OBIETTIVO A ::
Elenca i pittori sui cui quadri, secondo l'articolo su Foucault e la pittura, l'edizione del 1961 di Storia della follia contiene lunghe digressioni.
OBIETTIVO B ::
Per favore, restituisci alla lettera il passo dell'articolo su Foucault e la pittura da "La presenza della" a "dagli anni settanta.".

DOCUMENTO ::

========================================

13.11.11

L'altra scena della pittura - Daniel Defert (Aut Aut n. 351)



La presenza della pittura nell’opera di Foucault ha suscitato interesse, soprattutto a partire dall’esegesi tanto estetica quanto filosofica di Las Meninas che apre Le parole e le cose. Si tende però a dimenticare che anche Storia della follia si apre con la descrizione della Nave dei folli di Hieronymus Bosch. L’edizione principale del 1961, poco tradotta, tranne che in Italia e in Giappone, e in Inghilterra solo nel giugno 2006, dunque scarsamente conosciuta, contiene lunghe digressioni su quadri di Bosch, Brueghel, Thierry Bouts, Dürer, Goya e Van Gogh. Tutto si svolge come se nell’opera di Foucault esistessero due modalità di discorso sulla pittura, una rottura a partire dal testo su Velázquez e il passaggio da una semantica esistenziale a un’analitica del significante, un significante di cui egli si libera a partire dagli anni settanta.

========================================

ESTRATTO DATI ::
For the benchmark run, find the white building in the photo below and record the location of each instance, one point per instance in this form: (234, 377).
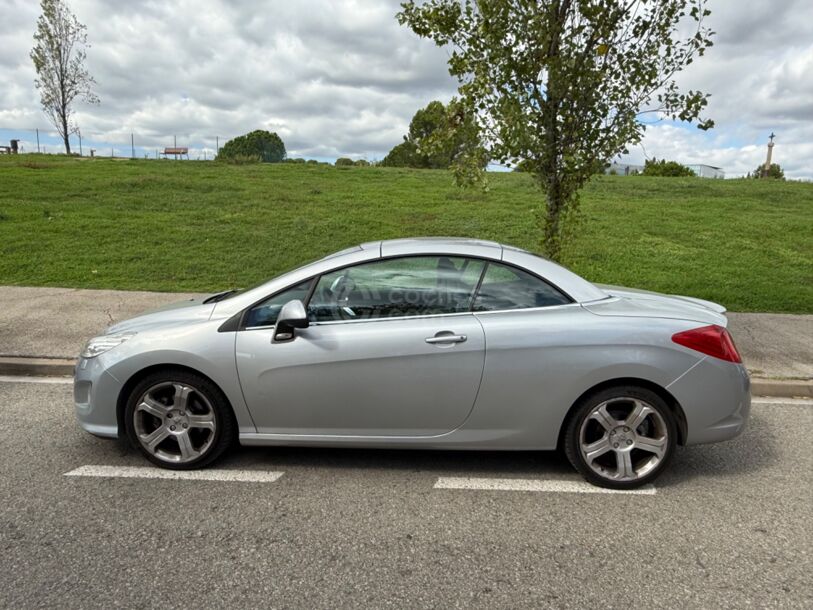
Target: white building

========================================

RISULTATO CORRETTO A ::
Bosch, Brueghel, Thierry Bouts, Dürer, Goya, Van Gogh

RISULTATO CORRETTO B ::
La presenza della pittura nell’opera di Foucault ha suscitato interesse, soprattutto a partire dall’esegesi tanto estetica quanto filosofica di Las Meninas che apre Le parole e le cose. Si tende però a dimenticare che anche Storia della follia si apre con la descrizione della Nave dei folli di Hieronymus Bosch. L’edizione principale del 1961, poco tradotta, tranne che in Italia e in Giappone, e in Inghilterra solo nel giugno 2006, dunque scarsamente conosciuta, contiene lunghe digressioni su quadri di Bosch, Brueghel, Thierry Bouts, Dürer, Goya e Van Gogh. Tutto si svolge come se nell’opera di Foucault esistessero due modalità di discorso sulla pittura, una rottura a partire dal testo su Velázquez e il passaggio da una semantica esistenziale a un’analitica del significante, un significante di cui egli si libera a partire dagli anni settanta.